▶ _What the task requires_: Return all the entries below exactly as they were given.
====== Supplied information
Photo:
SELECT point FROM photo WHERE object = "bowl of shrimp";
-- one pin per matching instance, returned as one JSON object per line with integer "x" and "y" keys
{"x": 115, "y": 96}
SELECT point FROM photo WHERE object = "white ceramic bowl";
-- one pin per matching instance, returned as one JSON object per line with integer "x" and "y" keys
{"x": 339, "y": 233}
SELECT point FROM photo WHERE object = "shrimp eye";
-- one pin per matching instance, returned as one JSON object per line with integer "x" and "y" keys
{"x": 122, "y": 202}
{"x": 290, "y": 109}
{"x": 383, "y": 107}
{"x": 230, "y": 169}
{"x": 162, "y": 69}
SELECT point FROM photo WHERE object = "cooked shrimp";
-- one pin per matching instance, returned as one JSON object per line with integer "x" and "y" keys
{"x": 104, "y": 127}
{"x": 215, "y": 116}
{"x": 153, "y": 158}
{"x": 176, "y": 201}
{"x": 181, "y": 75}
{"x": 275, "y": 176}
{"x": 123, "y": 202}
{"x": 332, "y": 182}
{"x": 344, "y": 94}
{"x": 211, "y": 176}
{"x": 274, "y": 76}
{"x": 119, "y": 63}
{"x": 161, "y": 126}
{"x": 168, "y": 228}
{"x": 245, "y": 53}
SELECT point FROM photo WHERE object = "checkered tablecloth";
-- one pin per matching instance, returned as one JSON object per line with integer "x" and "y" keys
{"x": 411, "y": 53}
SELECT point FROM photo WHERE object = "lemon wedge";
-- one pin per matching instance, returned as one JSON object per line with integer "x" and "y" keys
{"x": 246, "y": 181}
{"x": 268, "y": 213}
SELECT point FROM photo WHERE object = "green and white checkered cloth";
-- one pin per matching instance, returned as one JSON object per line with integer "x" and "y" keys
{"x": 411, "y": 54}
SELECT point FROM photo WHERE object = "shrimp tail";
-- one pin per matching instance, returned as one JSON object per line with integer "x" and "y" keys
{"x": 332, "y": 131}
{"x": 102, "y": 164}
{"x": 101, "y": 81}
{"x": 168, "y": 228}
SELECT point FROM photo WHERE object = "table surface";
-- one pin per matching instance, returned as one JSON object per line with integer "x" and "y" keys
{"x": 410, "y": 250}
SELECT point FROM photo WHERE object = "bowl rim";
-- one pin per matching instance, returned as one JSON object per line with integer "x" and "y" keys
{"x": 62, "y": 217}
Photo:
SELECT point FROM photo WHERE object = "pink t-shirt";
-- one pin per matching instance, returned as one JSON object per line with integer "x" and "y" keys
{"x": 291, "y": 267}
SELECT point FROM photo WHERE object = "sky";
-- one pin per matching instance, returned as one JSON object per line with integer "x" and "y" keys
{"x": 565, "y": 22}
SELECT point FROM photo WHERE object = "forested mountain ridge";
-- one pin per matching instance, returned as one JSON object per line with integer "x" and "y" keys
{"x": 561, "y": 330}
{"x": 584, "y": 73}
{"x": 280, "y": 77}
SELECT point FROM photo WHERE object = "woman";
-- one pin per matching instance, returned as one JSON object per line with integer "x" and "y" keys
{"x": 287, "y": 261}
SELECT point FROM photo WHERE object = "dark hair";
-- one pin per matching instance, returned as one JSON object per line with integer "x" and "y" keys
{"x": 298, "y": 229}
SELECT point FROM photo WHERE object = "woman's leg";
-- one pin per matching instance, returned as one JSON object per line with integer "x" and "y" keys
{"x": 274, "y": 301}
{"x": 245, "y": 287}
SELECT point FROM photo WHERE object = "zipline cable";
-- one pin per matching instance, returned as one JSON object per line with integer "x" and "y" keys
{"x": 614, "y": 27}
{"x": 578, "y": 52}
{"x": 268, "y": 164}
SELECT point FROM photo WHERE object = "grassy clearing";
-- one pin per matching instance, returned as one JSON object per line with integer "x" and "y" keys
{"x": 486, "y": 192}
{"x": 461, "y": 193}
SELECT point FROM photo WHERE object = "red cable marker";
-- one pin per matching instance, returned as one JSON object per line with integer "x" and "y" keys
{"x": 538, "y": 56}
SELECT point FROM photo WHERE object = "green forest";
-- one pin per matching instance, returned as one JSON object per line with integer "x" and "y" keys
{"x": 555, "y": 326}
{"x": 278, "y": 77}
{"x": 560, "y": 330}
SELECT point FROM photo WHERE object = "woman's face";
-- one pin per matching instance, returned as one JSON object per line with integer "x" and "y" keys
============
▶ _Result of this exercise_:
Photo:
SELECT point FROM photo WHERE object = "bowl of shrimp";
-- one pin per matching instance, returned as one JSON object per line with integer "x" and "y" keys
{"x": 115, "y": 96}
SELECT point FROM photo WHERE object = "white ceramic bowl";
-- one pin per matching instance, returned as one JSON object per line with integer "x" and "y" keys
{"x": 339, "y": 233}
SELECT point FROM photo WHERE object = "shrimp eye";
-- one pin per matching instance, returned as one JSON object per line with integer "x" and "y" keys
{"x": 122, "y": 202}
{"x": 290, "y": 109}
{"x": 383, "y": 107}
{"x": 230, "y": 169}
{"x": 162, "y": 69}
SELECT point FROM photo WHERE object = "cooked shrimp";
-- one pin per matching instance, returned as one JSON object per line with integer "x" and "y" keys
{"x": 104, "y": 127}
{"x": 215, "y": 116}
{"x": 153, "y": 158}
{"x": 176, "y": 201}
{"x": 181, "y": 75}
{"x": 275, "y": 176}
{"x": 123, "y": 202}
{"x": 332, "y": 182}
{"x": 344, "y": 94}
{"x": 211, "y": 176}
{"x": 274, "y": 76}
{"x": 119, "y": 63}
{"x": 161, "y": 126}
{"x": 168, "y": 228}
{"x": 245, "y": 53}
SELECT point FROM photo WHERE object = "checkered tablecloth";
-- one pin per matching instance, returned as one JSON object per line with integer "x" and "y" keys
{"x": 411, "y": 53}
SELECT point FROM photo WHERE object = "lemon wedge";
-- one pin per matching instance, returned as one JSON object per line with integer "x" and "y" keys
{"x": 246, "y": 181}
{"x": 268, "y": 213}
SELECT point FROM photo WHERE object = "green and white checkered cloth";
-- one pin per matching instance, returned as one JSON object per line with integer "x" and "y" keys
{"x": 411, "y": 54}
SELECT point FROM photo WHERE object = "shrimp tail";
-- one pin per matching instance, returned as one JSON object per line with integer "x" and "y" keys
{"x": 332, "y": 131}
{"x": 102, "y": 164}
{"x": 101, "y": 81}
{"x": 168, "y": 228}
SELECT point FROM photo WHERE object = "table surface";
-- one pin per matching instance, returned as one JSON object per line with integer "x" and "y" keys
{"x": 410, "y": 250}
SELECT point FROM photo WHERE object = "bowl rim";
-- one pin per matching instance, returned as one JSON object per line with integer "x" and "y" keys
{"x": 62, "y": 217}
Photo:
SELECT point FROM photo WHERE object = "pink t-shirt";
-- one pin per matching instance, returned as one JSON object per line with integer "x" and "y" keys
{"x": 291, "y": 267}
SELECT point FROM photo WHERE object = "sky";
-- one pin per matching instance, returned as one JSON object per line with integer "x" and "y" keys
{"x": 565, "y": 22}
SELECT point FROM photo WHERE object = "forested mountain ridge";
-- one pin per matching instance, returned as one JSON object per line with integer "x" and "y" keys
{"x": 561, "y": 330}
{"x": 584, "y": 73}
{"x": 280, "y": 77}
SELECT point FROM photo WHERE object = "woman";
-- one pin per matching instance, returned as one JSON object per line with integer "x" and "y" keys
{"x": 287, "y": 261}
SELECT point FROM photo WHERE object = "dark hair";
-- one pin per matching instance, returned as one JSON object per line with integer "x" and "y" keys
{"x": 298, "y": 229}
SELECT point FROM photo WHERE object = "woman's leg";
-- one pin per matching instance, returned as one JSON object per line with integer "x" and "y" keys
{"x": 274, "y": 301}
{"x": 245, "y": 287}
SELECT point FROM photo WHERE object = "zipline cable";
-- one pin per matching instance, returned as one JSON object per line with integer "x" and "y" keys
{"x": 614, "y": 27}
{"x": 578, "y": 52}
{"x": 268, "y": 164}
SELECT point FROM photo WHERE object = "grassy clearing";
-- one pin per matching instance, returned as one JSON object per line with integer "x" and "y" keys
{"x": 486, "y": 192}
{"x": 461, "y": 193}
SELECT point FROM photo WHERE object = "red cable marker";
-- one pin per matching instance, returned as one JSON object per line with integer "x" and "y" keys
{"x": 538, "y": 56}
SELECT point FROM photo WHERE object = "green forest";
-- one pin per matching instance, returned as one JSON object per line with integer "x" and "y" keys
{"x": 555, "y": 326}
{"x": 278, "y": 77}
{"x": 560, "y": 330}
SELECT point FROM photo WHERE object = "woman's face";
-- one pin per matching instance, returned as one JSON object per line with integer "x" and "y" keys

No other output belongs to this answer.